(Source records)
::::
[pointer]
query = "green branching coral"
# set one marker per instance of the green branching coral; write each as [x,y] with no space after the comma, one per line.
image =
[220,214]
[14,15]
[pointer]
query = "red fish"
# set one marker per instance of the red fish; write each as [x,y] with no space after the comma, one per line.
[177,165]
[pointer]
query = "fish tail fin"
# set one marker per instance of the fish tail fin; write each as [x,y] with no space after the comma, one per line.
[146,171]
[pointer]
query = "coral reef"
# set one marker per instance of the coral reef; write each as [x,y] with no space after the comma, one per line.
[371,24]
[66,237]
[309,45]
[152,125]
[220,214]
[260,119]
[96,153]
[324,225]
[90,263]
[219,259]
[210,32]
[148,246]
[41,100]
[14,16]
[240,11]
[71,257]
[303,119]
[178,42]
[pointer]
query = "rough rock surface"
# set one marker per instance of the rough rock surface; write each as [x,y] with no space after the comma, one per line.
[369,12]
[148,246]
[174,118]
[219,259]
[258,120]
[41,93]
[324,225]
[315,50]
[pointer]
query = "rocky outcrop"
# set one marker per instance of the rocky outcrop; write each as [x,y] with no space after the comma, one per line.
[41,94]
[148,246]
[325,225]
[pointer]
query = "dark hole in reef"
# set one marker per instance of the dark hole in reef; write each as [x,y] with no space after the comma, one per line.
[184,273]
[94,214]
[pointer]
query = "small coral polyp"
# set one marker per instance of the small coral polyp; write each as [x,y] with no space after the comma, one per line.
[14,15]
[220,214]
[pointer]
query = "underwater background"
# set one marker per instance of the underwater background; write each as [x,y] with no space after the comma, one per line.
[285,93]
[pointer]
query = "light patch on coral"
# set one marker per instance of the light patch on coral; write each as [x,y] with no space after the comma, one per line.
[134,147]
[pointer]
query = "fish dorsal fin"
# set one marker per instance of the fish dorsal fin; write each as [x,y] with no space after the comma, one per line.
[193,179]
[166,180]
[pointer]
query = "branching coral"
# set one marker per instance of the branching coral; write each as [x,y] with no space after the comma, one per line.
::::
▸ **EXERCISE AIM**
Take the data above and return it exactly.

▸ **TASK SOLUTION**
[pointer]
query = "green branching coral"
# set one marker per instance of the green branching coral; write each as [x,y] with no space after the comma, one per line.
image =
[220,214]
[14,15]
[pointer]
query = "red fish"
# set one marker per instance of the red fish; write each as [x,y] with no space after the comma, one per line.
[177,165]
[pointer]
query = "fish tail fin"
# set one marker per instance of the fish tail fin; write each as [x,y] with no space after the comma, one per line.
[146,171]
[pointer]
query = "coral reef"
# set one marker per instance of the coral reef; write each as [x,y] with no space after the comma, one per line.
[371,24]
[66,237]
[309,45]
[152,125]
[220,214]
[260,119]
[96,153]
[324,225]
[90,263]
[219,259]
[210,32]
[148,246]
[41,100]
[14,16]
[240,11]
[71,257]
[303,119]
[178,42]
[pointer]
query = "rough rock surface"
# set one marker per instance of the rough rock surface; write each as [x,y] with no space after the comma, one per line.
[369,12]
[148,246]
[174,118]
[219,259]
[258,120]
[41,93]
[324,225]
[315,50]
[pointer]
query = "rocky outcrop"
# set one marker per instance of the rocky outcrop; write each as [x,y] with no space after the comma, one per line.
[41,94]
[148,246]
[325,225]
[pointer]
query = "dark hole in reef"
# set one marker per instance of the dark hole in reef; write each as [x,y] with no space after the comma, one per line.
[184,273]
[94,214]
[pointer]
query = "small coral polyp"
# set one marker per instance of the small coral polyp; write each as [x,y] with no space after the comma, one per line.
[14,15]
[220,214]
[pointer]
query = "underwater background"
# set one marker per instance of the underwater background; write each as [x,y] with no space after the comma, one per line.
[285,93]
[pointer]
query = "light patch on coral"
# set one marker per instance of the light patch on coral; write each as [x,y] with no space after the comma, one per line.
[134,147]
[pointer]
query = "fish dorsal fin"
# set one marker per instance of the fish dorsal fin; write each as [x,y] with no space after the comma, one per line.
[193,179]
[166,180]
[pointer]
query = "branching coral"
# set one marker per instance of the branching coral; write each as [x,y] with no space after the comma, one per line.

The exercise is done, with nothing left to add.